ФРАГМЕНТ ДЛЯ ЧТЕНИЯ
========================================
Нет спору, считает Стросон, предметом философского анализа должна быть структура, необходимо присутствующая во всяком человеческом мышлении, научном и обыденном, теоретическом и дотеоретическом. Но позитивная философия анализа, продолжает он, вовсе и не предлагает ограничиться изучением структуры только обыденного мышления. Такое обвинение было бы напрасным наветом и означало бы лишь то, что обвинитель плохо представляет себе отношение между обыденным и научным мышлением. Между ними нет резкой грани. Любой ученый, даже действуя в рамках своей частной дисциплины, вынужден использовать и такие понятия, область применения которых шире области его специализации и которые на самом деле вовсе не являются специальными (например, понятия объяснения, подтверждения, доказательства, заключения, события, факта, свойства, предмета, гипотезы, основания, теории и многие другие). В отношении такого рода понятий специалист находится в том же положении, что и все мы в отношении дотеоретических или нетехнических понятий: он может прекрасно знать, как употреблять эти понятия в своей дисциплине, может уметь применять их совершенно правильно и вместе с тем быть не в состоянии объяснить, как ему это удается. Так историк может давать блестящие исторические объяснения, не имея общей теории исторического объяснения. Естествоиспытатель может выдвигать научные гипотезы, не задумываясь над тем, что такое научная гипотеза. Математик может проводить доказательства, будучи не в состоянии указать отличительные черты математического доказательства. Иначе говоря, "так же, как мы в своих обычных отношениях с вещами справляемся с дотеоретической практикой, не обязательно будучи способными установить принципы этой практики, точно так же и он (ученый - Т.П.) может справляться с тем, что можно назвать теоретической практикой, но обладая способностью сформулировать принципы применения в своей практике тех терминов, которые не являются специфическими для нее, а имеют более широкое приложение"[113].
Усвоение теоретических понятий специальных дисциплин предполагает владение дотеоретическими понятиями обыденной жизни. Философия всегда стремилась проследить связь специальных наук с нетеоретической картиной мира и здравым смыслом. Но итогом ее синтезирующих усилий, считает П.Стросон, были лишь многочисленные метафизические картины мира, ни одна из которых не могла оправдать свои универсалистские претензии.
Он полагает, что все попытки дать целостную картину мира приводят лишь к появлению его фрагментарных, специфических образов - физического, антропологического, социологического, политэкономического и т.д. И это естественно, продолжает Стросон, ибо каждый специалист, пытаясь определить место своей дисциплины в ряду других и установить связь теоретического мышления с дотеоретическим, не может выйти за пределы своих частных интересов и привычек мышления и уже потому тяготеет к преувеличениям и искажениям. С негативной теорией анализа Стросон согласен в том, что "детское желание связать специальные дисциплины и обыденные представления может породить лишь искажающие и в конечном счете бессвязные фантазии"[114]. Он признает и то, что всеобъемлющие синтезы обладают лишь мнимым единством, что итогом универсалистских объяснений является не научная теория, а "дисциплина, призванная успокаивать и исцелять"[115].
========================================
БЛОК ДАННЫХ
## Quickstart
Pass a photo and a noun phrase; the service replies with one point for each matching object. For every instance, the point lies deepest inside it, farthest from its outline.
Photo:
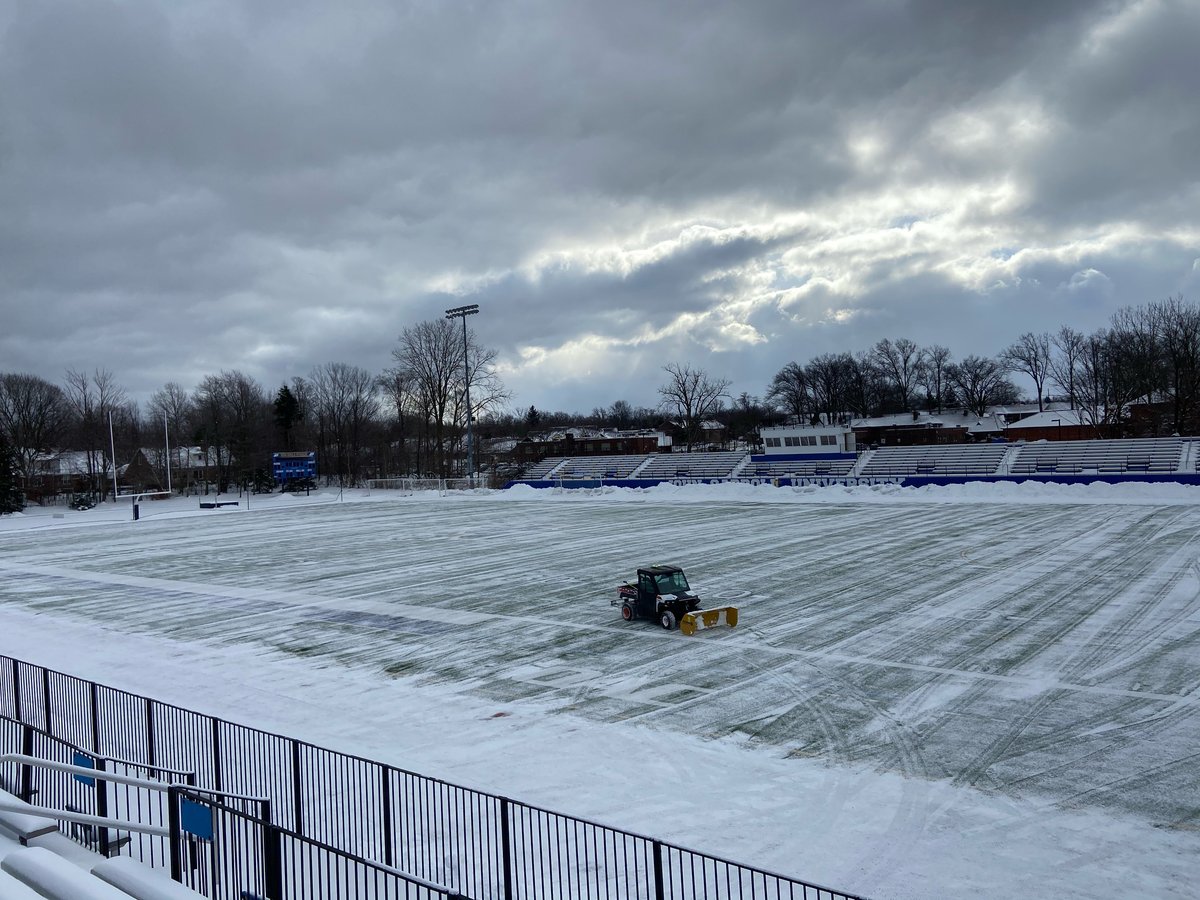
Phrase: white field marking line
========================================
СПИСОК ЗАДАЧ
• a. Перескажите фрагмент о взглядах Стросона в двух предложениях.
• b. К чему, по мнению Стросона, приводят все попытки дать целостную картину мира, согласно фрагменту?
Строки — самостоятельный материал и к фрагменту не относятся.

РЕШЕНИЯ НИЖЕ
• a. Стросон утверждает, что между обыденным и научным мышлением нет резкой грани: ученый пользуется неспециальными понятиями вроде объяснения, доказательства или гипотезы и может правильно их применять, не умея объяснить, как ему это удается. Попытки философии связать специальные науки с обыденной картиной мира, по его мнению, дали лишь метафизические и фрагментарные образы мира, поскольку каждый специалист не может выйти за пределы своих частных интересов и привычек мышления.

• b. Лишь к появлению фрагментарных, специфических образов мира: физического, антропологического, социологического, политэкономического и т. д.